Copy the data word for word, starting at its first line and ending at the line that contains "point(592, 336)", including that line.

[Start Extracted material]

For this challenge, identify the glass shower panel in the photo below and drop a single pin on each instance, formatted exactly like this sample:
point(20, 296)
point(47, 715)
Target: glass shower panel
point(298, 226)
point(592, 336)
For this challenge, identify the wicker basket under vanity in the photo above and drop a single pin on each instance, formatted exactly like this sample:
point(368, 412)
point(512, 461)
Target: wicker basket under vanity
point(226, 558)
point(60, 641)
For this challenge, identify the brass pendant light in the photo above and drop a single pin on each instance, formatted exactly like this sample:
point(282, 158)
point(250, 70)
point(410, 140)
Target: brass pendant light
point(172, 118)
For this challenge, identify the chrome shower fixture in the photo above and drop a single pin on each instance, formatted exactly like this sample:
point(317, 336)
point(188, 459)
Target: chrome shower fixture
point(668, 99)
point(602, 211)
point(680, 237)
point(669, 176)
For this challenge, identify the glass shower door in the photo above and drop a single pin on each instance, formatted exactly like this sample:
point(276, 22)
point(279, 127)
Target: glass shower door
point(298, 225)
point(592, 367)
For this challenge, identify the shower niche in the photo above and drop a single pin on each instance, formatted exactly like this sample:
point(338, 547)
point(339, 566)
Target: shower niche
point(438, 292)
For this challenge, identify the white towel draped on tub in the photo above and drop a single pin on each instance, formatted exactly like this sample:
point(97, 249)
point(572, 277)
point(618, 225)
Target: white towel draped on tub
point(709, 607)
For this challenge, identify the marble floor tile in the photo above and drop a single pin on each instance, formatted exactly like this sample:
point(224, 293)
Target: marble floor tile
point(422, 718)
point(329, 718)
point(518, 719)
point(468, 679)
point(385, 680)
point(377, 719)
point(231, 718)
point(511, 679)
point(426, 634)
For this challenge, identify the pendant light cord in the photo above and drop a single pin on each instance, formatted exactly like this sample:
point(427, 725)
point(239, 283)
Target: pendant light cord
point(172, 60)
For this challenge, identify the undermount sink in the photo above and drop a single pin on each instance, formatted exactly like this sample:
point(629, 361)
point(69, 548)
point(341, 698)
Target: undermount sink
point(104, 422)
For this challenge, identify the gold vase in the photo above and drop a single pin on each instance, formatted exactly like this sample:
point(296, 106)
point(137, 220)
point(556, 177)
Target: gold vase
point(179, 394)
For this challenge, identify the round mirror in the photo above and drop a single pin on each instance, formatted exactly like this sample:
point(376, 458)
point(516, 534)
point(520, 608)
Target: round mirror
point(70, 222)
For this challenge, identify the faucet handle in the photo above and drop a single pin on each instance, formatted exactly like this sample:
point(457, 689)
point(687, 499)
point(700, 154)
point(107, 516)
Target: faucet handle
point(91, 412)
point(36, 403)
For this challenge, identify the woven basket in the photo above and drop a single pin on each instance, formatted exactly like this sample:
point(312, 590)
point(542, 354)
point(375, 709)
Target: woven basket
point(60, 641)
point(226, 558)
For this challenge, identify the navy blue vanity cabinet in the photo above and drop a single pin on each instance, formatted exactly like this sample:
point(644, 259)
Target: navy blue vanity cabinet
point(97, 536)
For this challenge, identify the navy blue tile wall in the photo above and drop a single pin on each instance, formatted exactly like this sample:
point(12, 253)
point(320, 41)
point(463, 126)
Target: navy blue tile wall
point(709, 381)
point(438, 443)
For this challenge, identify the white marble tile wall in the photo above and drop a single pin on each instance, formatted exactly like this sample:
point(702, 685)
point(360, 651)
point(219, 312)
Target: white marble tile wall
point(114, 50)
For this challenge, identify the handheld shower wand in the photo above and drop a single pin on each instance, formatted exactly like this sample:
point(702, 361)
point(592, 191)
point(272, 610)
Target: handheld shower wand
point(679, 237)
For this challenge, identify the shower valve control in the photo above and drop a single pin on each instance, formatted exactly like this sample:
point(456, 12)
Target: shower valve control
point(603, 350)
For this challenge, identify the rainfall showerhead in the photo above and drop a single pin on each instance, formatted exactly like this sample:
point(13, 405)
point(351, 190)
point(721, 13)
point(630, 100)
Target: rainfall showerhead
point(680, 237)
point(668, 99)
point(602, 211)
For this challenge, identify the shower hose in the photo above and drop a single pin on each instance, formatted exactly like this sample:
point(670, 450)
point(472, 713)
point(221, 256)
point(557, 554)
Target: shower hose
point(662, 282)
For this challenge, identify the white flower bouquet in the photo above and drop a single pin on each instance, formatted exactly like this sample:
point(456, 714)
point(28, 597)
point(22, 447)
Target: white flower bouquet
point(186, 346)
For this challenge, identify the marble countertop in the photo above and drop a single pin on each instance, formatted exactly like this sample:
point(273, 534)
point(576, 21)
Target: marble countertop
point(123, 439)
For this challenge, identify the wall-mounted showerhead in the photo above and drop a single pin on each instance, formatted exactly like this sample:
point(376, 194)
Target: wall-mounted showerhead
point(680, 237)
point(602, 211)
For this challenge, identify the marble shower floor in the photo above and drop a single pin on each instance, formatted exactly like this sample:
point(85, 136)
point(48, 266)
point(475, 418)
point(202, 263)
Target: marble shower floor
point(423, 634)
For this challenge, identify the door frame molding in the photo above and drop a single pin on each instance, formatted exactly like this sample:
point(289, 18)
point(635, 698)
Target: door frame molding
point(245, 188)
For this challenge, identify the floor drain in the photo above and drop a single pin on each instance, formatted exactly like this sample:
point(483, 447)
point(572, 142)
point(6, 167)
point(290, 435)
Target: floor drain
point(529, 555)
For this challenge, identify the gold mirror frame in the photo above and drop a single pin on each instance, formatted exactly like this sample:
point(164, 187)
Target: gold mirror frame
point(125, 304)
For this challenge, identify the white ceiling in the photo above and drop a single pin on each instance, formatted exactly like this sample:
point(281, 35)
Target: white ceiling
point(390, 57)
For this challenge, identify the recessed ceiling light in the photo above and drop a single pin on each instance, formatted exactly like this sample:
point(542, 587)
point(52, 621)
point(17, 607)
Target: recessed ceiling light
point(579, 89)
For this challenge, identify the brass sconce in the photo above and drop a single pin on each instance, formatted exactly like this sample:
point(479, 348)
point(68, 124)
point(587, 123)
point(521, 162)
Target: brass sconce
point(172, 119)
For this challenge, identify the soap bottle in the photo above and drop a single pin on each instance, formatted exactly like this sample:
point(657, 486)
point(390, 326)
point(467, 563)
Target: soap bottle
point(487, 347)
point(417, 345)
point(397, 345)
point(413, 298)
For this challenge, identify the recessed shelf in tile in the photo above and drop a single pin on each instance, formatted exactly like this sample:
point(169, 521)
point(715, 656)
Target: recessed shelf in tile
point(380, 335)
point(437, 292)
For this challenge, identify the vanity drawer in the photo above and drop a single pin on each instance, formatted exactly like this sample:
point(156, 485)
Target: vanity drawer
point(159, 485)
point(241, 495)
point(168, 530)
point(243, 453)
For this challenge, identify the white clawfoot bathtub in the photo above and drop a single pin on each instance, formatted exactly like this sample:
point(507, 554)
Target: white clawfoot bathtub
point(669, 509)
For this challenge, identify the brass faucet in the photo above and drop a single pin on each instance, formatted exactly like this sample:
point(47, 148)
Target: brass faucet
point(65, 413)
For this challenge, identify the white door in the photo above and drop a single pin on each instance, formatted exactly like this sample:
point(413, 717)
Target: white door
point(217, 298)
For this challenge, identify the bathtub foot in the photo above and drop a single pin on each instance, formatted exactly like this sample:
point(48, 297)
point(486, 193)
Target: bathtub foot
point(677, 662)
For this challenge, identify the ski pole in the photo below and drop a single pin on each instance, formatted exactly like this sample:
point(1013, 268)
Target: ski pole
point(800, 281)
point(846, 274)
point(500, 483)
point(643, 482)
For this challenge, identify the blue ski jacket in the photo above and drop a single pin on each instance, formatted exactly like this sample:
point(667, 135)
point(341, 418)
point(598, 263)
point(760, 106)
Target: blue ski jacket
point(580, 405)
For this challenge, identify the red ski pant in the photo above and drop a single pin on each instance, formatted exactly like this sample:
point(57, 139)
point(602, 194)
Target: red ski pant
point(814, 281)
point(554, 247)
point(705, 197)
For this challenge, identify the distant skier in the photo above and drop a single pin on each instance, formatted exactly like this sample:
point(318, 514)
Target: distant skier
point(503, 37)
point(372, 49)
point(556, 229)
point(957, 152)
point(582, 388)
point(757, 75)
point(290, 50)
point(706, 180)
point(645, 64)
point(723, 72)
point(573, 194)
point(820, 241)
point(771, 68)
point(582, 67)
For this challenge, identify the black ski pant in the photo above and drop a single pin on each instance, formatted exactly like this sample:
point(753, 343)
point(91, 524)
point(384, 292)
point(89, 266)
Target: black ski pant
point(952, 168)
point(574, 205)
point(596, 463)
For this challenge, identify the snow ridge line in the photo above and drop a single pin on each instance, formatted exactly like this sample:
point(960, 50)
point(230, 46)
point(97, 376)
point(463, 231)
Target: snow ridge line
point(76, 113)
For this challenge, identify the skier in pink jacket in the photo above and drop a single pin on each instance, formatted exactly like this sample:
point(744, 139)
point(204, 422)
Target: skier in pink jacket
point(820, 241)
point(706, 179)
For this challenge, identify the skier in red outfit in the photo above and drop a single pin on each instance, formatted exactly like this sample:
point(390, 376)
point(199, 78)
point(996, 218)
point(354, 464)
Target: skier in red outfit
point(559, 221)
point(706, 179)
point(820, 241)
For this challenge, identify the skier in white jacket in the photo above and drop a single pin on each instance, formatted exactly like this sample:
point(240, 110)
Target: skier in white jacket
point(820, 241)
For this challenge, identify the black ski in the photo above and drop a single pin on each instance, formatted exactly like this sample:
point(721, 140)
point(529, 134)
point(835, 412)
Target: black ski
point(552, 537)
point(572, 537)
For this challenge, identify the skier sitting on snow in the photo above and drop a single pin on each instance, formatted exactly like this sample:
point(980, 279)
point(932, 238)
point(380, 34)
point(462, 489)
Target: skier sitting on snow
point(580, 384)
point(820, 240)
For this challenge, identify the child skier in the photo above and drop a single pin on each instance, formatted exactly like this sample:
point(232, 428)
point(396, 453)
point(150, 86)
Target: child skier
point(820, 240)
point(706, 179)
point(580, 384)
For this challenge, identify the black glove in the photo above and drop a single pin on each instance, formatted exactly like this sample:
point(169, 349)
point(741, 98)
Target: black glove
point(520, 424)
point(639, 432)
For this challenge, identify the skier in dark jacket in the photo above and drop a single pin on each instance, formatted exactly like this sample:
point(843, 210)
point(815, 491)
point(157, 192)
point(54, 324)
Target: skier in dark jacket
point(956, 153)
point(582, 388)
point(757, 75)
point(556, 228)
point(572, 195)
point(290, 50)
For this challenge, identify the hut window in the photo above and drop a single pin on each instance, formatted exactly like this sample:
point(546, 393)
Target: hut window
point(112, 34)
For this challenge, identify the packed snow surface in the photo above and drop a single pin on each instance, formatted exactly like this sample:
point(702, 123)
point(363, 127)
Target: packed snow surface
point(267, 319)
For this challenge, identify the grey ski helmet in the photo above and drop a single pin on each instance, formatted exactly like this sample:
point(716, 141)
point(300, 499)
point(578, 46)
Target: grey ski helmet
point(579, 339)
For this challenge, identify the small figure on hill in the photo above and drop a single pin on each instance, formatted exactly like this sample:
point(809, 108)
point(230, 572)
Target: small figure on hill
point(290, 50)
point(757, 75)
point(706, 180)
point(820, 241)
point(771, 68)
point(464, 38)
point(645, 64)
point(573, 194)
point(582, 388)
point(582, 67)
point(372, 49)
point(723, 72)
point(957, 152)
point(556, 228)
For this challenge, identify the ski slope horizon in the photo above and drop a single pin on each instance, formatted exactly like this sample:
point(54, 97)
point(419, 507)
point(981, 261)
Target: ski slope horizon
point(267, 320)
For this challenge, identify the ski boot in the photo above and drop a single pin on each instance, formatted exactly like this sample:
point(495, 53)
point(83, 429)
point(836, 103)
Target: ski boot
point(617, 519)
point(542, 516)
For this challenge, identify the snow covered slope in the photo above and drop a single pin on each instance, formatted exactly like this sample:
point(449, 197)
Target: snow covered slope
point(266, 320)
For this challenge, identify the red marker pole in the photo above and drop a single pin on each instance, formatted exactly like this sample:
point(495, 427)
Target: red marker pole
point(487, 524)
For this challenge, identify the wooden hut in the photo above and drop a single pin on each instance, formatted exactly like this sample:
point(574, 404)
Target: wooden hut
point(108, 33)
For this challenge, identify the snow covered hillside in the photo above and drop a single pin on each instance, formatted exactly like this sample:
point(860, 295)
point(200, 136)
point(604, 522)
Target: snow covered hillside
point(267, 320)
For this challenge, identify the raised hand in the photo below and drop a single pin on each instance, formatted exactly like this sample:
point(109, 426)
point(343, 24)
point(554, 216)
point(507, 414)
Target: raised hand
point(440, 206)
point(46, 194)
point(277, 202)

[End Extracted material]

_Output for this task_
For this challenge, identify the glass shower panel in the photo below and drop a single pin on each instance, formatted exactly like this sample:
point(20, 296)
point(47, 715)
Target: glass shower panel
point(298, 226)
point(592, 336)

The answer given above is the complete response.